Given passage -
My first blog - and a rather heavily scientific one, I'm afraid.

At last, the long-delayed COMARE Report on clustering of childhood cancers has been published (see the Powerwatch News story for weblinks). They have concluded that spatial and temporal clustering is real - that is groups of similar cancers appearing in specific geographic areas for a number of years and, often, disappearing again with time. That is real progress. They have also assembled the largest ever database of childhood cancers. That is also real progress if they let it be used by other researchers.

However, the press releases from COMARE and the HPA have both been spun along the lines of infections, or unusual reactions to common infections, are the main causal trigger for the development of childhood cancers, especially leukaemia. This is despite the fact that they admit this would not be the cause of the first (initiating) pre-leukaemic genetic lesion but may be a promotional second (or subsequent) trigger. Also, although the concept and data fit this theory, there is virtually no actual evidence to show this actually happens. At present it is just a convenient theory and has far less scientific evidence to support it that the evidence against possible environmental carcinogens.

They state that: "Molecular evidence from comparison of Guthrie blood spots (taken from babies within a few days of birth) and subsequent leukaemic cells now shows conclusively that the first hit in childhood acute lymphoblastic leukaemia (ALL) often (possibly always) occurs in utero (Wiemels et al, 1999; Greaves and Wiemels, 2003). Postnatal activity of any other causative agent such as infection will thus be in the context of an already existing preleukaemic clone."

They also state: "It is not known whether the original (in utero) genetic lesion is caused by either genetic or environmental factors or is a purely random event associated with the natural process of immune system development. The abnormal genetic markers are not normally found in the parents. This suggests that environmental or lifestyle influences are most likely causal."

They dismiss EMFs being possibly associated with childhood leukaemia only "at very high levels of exposure, above 0.4 microtesla" - Eh? How on Earth can they describe 0.4 microtesla "very high" when we are allowed to be continuously exposed to 100 microtesla? Pure spin wording, certainly not scientific.

They also incorrectly say that there have been "no positive findings" that associate electric fields with leukaemia. They even cite the UKCCS (Skinner et al, 2002) which DID show positive associations (albeit not statistically significant, mainly due to the way they were analysed). They ignore the study I was a co-author of (Coghill, Steward, Philips, 1996) which found a positive association. They ignore the Miller and Theriault papers that found positive associations between electric fields and adult leukaemia.

They then dismiss petrochemical (including traffic fumes) causes with a single paragraph: "Recent ecological studies by Knox (2005a,b, 2006) suggest that there is an increased risk among children exposed in the prenatal or early postnatal period to certain environmental pollutants. Some of the results are very striking but the complexities of the analytical methods and the lack of detailed information to support the methodology make these results uninterpretable."
Now, George Knox is UK based and available to meet with them and answer any questions that they may have had. So there is no excuse for them to dismiss his work as "uninterpretable".

They are either incompetent (which I do not believe) or there is a hidden agenda. They seem to be in favour of trying to find a vaccination that may help - the pharmaceutical industry and researchers would like that - yet another jab for all babies, despite the initiating damage already being done before the child was born. They also don't point the finger at any environmental pollution problem like EMFs and petrochemical pollution, despite the fact that there are masses of scientific papers positively associating these with the initiation and incidence of cancer. They also conclude that as they have not found clusters of child cancer around nuclear installations, that environmental levels of man-made nuclear pollution are unlikely to be a cause of child cancers.

How convenient for industry and Government. Just in time for a new round of nuclear power stations to be built.

Task to complete - Reproduce the passage of the COMARE report blog post between "They are either" and "of child cancers.", inclusive.

Stored data entries -
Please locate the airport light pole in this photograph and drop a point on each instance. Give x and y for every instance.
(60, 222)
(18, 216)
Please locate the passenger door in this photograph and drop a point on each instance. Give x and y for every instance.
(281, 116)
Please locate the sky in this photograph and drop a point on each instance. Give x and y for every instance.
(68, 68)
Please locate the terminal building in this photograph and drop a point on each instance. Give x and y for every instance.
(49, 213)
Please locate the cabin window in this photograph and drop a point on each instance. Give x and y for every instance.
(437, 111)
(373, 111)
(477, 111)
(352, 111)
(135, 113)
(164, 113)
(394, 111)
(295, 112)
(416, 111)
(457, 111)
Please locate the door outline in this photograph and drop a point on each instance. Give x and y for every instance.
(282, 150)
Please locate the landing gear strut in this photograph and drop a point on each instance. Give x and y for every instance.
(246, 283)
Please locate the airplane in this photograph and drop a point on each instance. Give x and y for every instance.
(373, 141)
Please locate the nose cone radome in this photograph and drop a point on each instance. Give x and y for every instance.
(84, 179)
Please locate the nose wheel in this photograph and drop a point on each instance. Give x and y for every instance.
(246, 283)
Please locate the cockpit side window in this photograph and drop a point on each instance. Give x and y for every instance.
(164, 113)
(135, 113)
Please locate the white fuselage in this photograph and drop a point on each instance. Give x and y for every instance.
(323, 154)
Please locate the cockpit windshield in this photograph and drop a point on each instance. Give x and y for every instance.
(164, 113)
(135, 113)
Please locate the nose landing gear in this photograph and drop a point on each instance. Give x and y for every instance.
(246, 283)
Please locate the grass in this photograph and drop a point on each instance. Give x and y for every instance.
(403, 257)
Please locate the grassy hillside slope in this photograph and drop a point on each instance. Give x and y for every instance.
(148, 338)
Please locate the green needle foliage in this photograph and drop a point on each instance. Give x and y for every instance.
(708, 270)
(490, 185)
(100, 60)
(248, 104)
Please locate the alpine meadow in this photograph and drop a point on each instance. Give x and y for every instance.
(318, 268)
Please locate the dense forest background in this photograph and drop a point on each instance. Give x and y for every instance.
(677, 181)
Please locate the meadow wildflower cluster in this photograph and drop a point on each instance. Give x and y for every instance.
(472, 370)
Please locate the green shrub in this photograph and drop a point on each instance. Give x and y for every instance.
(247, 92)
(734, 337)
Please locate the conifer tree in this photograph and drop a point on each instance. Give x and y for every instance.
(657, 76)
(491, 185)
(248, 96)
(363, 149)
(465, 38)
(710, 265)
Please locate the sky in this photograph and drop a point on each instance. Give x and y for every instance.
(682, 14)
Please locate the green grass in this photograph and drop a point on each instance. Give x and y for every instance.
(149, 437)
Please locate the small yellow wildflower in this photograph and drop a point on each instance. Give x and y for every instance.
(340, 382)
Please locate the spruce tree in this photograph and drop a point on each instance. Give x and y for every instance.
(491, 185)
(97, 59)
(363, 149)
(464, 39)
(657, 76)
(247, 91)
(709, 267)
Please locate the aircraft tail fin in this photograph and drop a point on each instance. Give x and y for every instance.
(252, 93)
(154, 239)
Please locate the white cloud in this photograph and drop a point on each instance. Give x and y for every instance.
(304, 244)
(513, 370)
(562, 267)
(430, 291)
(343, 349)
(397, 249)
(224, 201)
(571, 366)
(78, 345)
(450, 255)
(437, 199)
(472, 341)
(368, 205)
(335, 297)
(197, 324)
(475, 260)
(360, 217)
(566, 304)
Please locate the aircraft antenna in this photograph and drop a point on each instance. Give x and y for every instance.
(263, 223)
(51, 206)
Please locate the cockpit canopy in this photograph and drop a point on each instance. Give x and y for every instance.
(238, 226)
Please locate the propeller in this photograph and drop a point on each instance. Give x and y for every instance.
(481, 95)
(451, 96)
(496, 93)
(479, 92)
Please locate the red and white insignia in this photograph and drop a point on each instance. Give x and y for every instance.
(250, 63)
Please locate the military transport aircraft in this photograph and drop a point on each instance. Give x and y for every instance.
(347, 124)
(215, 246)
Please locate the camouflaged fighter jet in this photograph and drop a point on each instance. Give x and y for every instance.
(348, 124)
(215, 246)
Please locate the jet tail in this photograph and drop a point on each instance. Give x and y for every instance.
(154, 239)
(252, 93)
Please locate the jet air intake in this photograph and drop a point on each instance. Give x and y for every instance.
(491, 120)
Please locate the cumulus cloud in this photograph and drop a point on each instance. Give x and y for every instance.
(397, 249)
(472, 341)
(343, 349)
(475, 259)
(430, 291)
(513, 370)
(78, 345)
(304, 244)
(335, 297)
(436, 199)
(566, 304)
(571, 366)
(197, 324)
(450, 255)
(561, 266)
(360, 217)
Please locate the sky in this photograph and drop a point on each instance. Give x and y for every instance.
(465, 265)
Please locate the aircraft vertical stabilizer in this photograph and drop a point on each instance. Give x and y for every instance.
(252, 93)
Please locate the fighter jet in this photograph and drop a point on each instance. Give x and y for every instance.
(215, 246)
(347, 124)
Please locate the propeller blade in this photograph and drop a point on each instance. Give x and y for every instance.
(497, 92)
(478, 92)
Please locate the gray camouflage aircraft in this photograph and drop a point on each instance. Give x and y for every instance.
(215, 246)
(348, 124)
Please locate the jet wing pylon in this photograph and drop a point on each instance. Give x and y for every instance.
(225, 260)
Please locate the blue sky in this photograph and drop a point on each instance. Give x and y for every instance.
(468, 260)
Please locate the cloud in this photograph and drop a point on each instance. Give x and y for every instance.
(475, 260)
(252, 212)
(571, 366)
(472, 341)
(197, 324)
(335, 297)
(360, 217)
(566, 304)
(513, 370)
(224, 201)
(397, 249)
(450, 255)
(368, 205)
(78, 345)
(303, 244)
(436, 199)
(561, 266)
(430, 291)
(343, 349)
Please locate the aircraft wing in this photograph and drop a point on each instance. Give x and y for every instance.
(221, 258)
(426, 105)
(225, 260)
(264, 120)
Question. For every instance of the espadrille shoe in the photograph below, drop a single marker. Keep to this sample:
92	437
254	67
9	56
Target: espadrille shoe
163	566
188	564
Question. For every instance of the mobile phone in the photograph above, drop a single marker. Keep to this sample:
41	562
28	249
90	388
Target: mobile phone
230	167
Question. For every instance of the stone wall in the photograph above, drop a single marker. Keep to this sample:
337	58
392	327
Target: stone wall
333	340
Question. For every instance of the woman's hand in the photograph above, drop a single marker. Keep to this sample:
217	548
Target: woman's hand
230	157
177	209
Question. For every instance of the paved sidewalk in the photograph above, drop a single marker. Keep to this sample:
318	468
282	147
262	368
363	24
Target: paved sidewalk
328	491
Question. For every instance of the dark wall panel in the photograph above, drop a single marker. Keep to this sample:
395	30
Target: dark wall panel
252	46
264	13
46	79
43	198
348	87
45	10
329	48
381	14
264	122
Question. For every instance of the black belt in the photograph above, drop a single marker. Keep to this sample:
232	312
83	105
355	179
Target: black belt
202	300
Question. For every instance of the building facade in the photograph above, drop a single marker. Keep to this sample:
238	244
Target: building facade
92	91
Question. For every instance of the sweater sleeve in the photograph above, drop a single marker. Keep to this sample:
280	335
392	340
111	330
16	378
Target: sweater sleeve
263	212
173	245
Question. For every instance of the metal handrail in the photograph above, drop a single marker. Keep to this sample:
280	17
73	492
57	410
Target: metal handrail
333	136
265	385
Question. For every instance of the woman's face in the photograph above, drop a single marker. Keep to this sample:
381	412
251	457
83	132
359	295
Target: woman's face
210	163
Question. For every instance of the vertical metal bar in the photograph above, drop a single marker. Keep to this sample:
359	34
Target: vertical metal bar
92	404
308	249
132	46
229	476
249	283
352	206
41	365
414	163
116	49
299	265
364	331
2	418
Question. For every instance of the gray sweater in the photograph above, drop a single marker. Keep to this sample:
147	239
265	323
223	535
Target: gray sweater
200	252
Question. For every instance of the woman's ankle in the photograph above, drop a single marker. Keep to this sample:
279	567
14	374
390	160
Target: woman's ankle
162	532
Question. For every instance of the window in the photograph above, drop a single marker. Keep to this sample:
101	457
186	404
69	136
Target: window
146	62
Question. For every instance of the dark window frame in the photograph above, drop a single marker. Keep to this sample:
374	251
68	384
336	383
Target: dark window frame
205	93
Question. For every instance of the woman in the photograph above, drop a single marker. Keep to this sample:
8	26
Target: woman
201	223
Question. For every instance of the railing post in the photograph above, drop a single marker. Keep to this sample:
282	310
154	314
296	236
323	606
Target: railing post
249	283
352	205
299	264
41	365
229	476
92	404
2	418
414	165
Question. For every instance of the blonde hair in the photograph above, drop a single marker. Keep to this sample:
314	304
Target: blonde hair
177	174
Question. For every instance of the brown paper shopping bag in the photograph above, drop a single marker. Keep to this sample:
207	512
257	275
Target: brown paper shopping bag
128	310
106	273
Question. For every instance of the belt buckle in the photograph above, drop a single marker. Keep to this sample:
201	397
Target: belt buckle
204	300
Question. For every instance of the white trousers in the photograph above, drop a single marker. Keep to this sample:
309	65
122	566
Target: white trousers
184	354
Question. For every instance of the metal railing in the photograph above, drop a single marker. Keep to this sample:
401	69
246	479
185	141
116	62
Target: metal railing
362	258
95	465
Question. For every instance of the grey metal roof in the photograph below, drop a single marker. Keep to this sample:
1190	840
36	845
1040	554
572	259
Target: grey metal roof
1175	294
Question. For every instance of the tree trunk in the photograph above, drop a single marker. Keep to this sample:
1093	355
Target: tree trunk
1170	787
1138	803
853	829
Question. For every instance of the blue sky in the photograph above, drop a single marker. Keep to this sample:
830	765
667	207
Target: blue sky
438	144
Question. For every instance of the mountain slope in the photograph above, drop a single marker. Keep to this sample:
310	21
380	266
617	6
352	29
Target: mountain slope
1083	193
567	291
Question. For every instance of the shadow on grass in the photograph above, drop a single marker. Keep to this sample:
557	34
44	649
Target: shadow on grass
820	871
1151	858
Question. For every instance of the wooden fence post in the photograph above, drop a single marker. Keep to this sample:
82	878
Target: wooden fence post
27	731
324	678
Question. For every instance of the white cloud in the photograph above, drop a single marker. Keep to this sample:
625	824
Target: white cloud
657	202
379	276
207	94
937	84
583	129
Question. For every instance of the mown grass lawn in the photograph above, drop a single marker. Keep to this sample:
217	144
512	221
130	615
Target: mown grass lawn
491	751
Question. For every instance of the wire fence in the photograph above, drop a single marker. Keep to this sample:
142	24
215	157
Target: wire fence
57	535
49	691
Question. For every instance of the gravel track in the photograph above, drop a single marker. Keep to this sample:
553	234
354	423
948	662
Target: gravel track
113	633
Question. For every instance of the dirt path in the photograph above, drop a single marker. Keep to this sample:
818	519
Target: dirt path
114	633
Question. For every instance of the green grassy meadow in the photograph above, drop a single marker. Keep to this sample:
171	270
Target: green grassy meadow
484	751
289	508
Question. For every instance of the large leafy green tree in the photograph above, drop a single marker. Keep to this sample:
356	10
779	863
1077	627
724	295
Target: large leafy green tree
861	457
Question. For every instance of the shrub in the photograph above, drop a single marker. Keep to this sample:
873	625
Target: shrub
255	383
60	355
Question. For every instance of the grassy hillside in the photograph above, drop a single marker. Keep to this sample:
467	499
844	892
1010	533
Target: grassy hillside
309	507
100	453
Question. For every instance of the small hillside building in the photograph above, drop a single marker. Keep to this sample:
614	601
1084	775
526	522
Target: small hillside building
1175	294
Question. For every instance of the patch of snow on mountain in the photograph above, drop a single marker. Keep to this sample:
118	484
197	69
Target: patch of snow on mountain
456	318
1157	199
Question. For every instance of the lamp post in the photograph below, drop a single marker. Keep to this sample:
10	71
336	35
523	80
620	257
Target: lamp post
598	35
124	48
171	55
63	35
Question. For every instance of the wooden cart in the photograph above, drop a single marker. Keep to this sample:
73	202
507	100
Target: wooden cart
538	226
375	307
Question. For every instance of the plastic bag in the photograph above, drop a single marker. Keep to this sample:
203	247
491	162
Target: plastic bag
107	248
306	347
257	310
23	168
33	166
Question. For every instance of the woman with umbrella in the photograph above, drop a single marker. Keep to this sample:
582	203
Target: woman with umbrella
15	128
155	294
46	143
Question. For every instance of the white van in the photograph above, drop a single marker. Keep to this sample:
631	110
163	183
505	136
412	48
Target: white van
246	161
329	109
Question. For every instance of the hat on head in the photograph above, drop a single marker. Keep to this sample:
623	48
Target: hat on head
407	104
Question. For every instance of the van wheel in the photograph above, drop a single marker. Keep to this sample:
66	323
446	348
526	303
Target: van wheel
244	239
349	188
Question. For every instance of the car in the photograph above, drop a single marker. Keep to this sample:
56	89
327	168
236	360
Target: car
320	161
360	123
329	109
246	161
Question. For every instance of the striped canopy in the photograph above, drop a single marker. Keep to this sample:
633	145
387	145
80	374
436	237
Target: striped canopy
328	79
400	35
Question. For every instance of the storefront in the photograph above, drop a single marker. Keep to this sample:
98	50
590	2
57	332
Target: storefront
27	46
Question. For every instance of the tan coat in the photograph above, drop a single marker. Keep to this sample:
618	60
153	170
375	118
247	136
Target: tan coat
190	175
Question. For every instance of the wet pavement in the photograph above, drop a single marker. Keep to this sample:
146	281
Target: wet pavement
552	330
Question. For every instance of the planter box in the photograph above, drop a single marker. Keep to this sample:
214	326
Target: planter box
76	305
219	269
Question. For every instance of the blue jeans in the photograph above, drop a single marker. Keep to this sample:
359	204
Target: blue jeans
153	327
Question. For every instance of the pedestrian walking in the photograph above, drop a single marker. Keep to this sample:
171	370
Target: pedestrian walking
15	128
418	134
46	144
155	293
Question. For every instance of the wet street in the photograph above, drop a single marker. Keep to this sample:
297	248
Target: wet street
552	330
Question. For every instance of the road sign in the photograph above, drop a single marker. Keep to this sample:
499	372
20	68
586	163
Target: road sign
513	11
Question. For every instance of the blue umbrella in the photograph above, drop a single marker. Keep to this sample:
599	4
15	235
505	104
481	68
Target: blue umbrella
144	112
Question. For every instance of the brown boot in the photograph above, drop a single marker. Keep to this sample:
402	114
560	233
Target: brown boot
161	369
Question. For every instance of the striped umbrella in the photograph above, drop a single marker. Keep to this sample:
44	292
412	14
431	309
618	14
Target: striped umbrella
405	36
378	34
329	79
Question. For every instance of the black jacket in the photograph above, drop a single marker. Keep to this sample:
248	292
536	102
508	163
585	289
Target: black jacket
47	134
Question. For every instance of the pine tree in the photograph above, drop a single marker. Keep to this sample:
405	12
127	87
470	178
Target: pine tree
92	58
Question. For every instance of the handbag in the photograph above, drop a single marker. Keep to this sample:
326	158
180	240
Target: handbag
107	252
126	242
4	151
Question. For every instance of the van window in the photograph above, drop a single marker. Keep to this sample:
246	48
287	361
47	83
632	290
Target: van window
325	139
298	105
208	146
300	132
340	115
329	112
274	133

Expected answer -
They are either incompetent (which I do not believe) or there is a hidden agenda. They seem to be in favour of trying to find a vaccination that may help - the pharmaceutical industry and researchers would like that - yet another jab for all babies, despite the initiating damage already being done before the child was born. They also don't point the finger at any environmental pollution problem like EMFs and petrochemical pollution, despite the fact that there are masses of scientific papers positively associating these with the initiation and incidence of cancer. They also conclude that as they have not found clusters of child cancer around nuclear installations, that environmental levels of man-made nuclear pollution are unlikely to be a cause of child cancers.